» **Task objective**: From the line that holds "Spot the <item>nightstand" to the last line of the data, copy everything exactly; leave out all the rest.
— Start of Rows —
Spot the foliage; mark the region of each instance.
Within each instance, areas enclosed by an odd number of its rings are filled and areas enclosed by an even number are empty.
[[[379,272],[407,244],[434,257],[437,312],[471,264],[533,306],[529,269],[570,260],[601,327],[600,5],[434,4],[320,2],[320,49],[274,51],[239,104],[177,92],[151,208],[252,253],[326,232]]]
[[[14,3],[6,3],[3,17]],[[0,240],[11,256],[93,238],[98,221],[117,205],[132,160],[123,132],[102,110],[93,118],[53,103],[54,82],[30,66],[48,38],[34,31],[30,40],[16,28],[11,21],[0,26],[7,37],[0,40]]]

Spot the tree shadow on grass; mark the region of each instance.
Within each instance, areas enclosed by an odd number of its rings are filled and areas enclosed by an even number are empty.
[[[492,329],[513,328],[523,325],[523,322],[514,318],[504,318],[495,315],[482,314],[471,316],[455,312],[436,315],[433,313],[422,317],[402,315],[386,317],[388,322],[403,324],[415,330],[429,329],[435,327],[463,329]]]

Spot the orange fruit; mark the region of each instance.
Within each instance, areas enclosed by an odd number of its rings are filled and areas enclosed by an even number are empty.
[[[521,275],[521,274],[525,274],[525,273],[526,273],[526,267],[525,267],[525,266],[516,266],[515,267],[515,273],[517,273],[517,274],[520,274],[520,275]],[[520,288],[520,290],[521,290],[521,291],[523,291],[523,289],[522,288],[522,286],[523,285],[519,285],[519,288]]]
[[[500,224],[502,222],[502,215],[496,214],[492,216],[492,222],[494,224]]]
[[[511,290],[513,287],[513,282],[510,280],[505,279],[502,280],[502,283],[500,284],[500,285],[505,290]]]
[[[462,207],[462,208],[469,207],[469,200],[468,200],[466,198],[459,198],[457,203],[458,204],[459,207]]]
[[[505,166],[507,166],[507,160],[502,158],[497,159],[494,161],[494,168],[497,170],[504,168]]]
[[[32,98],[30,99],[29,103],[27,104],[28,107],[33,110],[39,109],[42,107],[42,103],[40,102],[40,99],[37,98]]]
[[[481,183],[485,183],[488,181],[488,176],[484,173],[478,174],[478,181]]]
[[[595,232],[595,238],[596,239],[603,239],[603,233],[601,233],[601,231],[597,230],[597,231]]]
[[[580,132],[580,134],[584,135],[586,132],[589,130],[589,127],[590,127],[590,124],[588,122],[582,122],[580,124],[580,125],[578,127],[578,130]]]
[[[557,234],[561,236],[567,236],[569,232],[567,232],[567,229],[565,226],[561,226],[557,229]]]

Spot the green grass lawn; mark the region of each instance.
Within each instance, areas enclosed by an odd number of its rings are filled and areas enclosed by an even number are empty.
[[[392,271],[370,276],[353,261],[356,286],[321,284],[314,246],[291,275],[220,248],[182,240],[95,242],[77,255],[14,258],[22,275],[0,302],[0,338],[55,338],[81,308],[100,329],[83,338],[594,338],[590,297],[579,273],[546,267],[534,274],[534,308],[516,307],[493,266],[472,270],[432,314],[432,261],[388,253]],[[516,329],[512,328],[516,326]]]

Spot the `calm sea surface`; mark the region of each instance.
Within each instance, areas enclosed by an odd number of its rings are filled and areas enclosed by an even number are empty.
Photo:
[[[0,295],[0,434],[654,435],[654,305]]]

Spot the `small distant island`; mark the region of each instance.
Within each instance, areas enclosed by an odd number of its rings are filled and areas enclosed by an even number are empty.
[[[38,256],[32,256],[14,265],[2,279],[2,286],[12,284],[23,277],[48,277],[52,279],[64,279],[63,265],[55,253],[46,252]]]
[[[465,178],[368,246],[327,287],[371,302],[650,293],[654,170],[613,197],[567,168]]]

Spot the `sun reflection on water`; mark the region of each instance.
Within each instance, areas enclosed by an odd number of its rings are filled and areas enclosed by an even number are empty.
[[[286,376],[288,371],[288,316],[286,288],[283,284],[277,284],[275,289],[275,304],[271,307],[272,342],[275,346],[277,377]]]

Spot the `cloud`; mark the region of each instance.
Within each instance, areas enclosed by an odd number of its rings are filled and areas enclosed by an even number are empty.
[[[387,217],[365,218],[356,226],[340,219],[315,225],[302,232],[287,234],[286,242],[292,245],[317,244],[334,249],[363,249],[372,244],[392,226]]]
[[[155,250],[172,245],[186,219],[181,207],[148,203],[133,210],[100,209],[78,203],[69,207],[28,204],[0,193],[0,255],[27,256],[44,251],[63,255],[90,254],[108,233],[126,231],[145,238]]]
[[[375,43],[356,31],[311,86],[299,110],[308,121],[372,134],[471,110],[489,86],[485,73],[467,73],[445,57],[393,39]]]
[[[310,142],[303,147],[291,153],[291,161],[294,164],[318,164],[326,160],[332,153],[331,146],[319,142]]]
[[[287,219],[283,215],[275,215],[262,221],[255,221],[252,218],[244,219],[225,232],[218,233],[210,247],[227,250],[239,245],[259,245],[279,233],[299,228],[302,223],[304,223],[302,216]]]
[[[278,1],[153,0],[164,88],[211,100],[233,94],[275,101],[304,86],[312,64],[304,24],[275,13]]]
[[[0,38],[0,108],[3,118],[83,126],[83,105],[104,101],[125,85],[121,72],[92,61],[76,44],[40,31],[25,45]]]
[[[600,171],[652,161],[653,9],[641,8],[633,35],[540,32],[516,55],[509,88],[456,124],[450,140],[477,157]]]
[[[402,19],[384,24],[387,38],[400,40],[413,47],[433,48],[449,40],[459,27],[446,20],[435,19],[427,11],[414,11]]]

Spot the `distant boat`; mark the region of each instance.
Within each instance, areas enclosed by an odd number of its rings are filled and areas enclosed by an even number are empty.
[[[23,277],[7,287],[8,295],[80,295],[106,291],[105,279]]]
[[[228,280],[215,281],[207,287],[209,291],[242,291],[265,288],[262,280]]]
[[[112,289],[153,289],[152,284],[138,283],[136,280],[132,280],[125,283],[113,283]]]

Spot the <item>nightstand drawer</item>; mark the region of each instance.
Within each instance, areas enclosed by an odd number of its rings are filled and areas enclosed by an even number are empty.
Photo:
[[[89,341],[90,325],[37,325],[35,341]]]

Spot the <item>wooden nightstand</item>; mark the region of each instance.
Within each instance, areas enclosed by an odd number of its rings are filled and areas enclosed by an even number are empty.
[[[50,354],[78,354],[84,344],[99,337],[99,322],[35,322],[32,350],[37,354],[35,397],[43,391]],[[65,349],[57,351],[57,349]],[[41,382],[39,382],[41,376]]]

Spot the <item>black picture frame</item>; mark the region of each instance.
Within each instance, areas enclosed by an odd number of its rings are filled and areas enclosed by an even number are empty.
— End of Rows —
» **Full output**:
Spot the <item>nightstand drawer</item>; mark the region of each instance.
Within each instance, areas enclosed by an odd number of its rings are filled and areas enclosed by an even number are empty.
Photo:
[[[89,341],[90,325],[37,325],[35,341]]]

Spot the <item>wooden nightstand</item>; mark the region of each instance.
Within each instance, areas enclosed by an odd number of its rings are filled and areas enclosed by an even number are empty.
[[[50,354],[78,354],[84,344],[99,337],[99,322],[35,322],[32,350],[37,354],[35,397],[43,391]],[[65,349],[57,351],[57,349]],[[41,382],[39,382],[41,376]]]

Spot the <item>black picture frame</item>; mark the region of each instance.
Within each instance, areas enclosed by an odd number of its rings are filled and areas enclosed by an even number are empty.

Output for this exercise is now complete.